◆ What this task involves: Keep the pictures out and restate every record exactly.

****

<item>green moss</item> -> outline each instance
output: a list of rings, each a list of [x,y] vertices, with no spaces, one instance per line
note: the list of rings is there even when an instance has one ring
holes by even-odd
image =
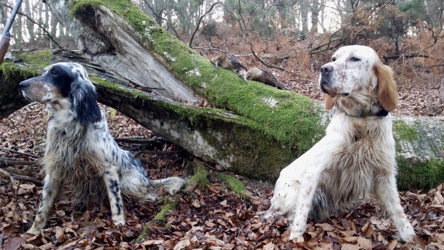
[[[209,173],[205,169],[205,166],[200,164],[198,165],[194,174],[188,180],[187,186],[190,186],[198,184],[200,190],[205,190],[205,186],[210,185],[211,182],[208,180]]]
[[[166,196],[158,200],[157,202],[158,204],[163,204],[164,207],[160,210],[160,211],[154,216],[151,222],[147,222],[144,227],[140,234],[139,234],[136,240],[136,242],[140,242],[143,240],[144,237],[148,235],[150,233],[147,230],[150,226],[152,226],[153,222],[156,221],[162,222],[164,223],[166,222],[166,218],[165,217],[165,214],[172,210],[174,210],[179,206],[179,204],[168,196]]]
[[[176,210],[179,206],[178,202],[168,196],[160,200],[157,203],[158,204],[163,204],[164,207],[152,220],[159,220],[164,223],[166,222],[165,214],[172,210]]]
[[[20,82],[39,74],[37,71],[29,68],[18,66],[9,60],[4,60],[0,64],[0,71],[4,76],[8,82],[18,84]]]
[[[218,174],[218,176],[219,178],[219,180],[226,184],[228,188],[234,194],[240,196],[242,198],[248,198],[248,196],[245,194],[245,191],[246,190],[245,185],[242,183],[242,182],[234,177],[222,172],[220,172]]]
[[[420,162],[410,162],[398,156],[396,160],[400,190],[429,190],[444,182],[444,159],[435,158]]]
[[[300,153],[298,148],[280,142],[272,134],[266,132],[260,124],[252,120],[234,114],[230,117],[226,112],[216,108],[191,106],[166,99],[164,102],[158,100],[158,96],[154,98],[150,94],[100,78],[91,79],[96,83],[98,92],[105,96],[106,93],[116,92],[128,98],[128,102],[134,100],[130,102],[136,108],[136,104],[146,104],[150,110],[169,110],[170,115],[175,114],[178,119],[188,121],[211,146],[220,150],[216,156],[218,158],[232,159],[230,170],[236,174],[274,181],[280,170]]]
[[[396,142],[402,140],[412,142],[420,139],[420,135],[416,130],[402,120],[393,121],[393,130]]]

****

◆ The answer:
<item>green moss</item> -> outline each instance
output: a list of rings, each a list of [x,y] vertices, with no spaces, one instance per line
note: the list of rings is there even when an instance has one ring
holes by even-odd
image =
[[[209,173],[205,169],[205,166],[200,164],[198,165],[194,174],[188,180],[187,186],[190,186],[198,184],[200,190],[205,190],[205,186],[210,185],[211,182],[208,180]]]
[[[166,196],[158,200],[157,202],[158,204],[163,204],[164,207],[160,210],[160,211],[154,216],[151,222],[147,222],[144,227],[140,234],[139,234],[136,240],[136,242],[140,242],[143,240],[144,237],[148,235],[150,233],[147,230],[150,226],[152,226],[153,222],[156,221],[162,222],[164,223],[166,222],[166,218],[165,217],[165,214],[172,210],[174,210],[179,206],[179,204],[168,196]]]
[[[176,210],[179,206],[178,202],[168,196],[160,200],[157,203],[158,204],[163,204],[164,207],[152,220],[159,220],[164,223],[166,222],[165,214],[172,210]]]
[[[20,82],[39,74],[37,71],[29,68],[18,66],[9,60],[4,60],[0,64],[0,71],[4,76],[8,82],[18,84]]]
[[[218,174],[218,176],[219,178],[219,180],[226,184],[228,188],[234,194],[240,196],[242,198],[248,198],[248,196],[245,194],[245,191],[246,190],[245,185],[242,183],[242,182],[234,177],[222,172],[220,172]]]
[[[420,162],[410,162],[398,156],[396,160],[400,190],[429,190],[444,182],[444,159],[435,158]]]
[[[300,153],[298,148],[280,142],[272,134],[266,132],[260,124],[252,120],[234,114],[230,117],[226,112],[216,108],[191,106],[166,99],[164,102],[158,100],[158,96],[154,98],[150,94],[100,78],[91,79],[96,83],[98,92],[105,96],[106,93],[116,92],[128,98],[128,102],[134,100],[130,102],[136,108],[136,104],[146,104],[150,110],[169,110],[170,115],[175,114],[178,119],[188,121],[211,146],[220,150],[216,156],[218,158],[232,159],[230,170],[236,174],[274,181],[280,170]]]
[[[396,142],[402,140],[412,142],[420,139],[420,135],[416,130],[402,120],[393,121],[393,130]]]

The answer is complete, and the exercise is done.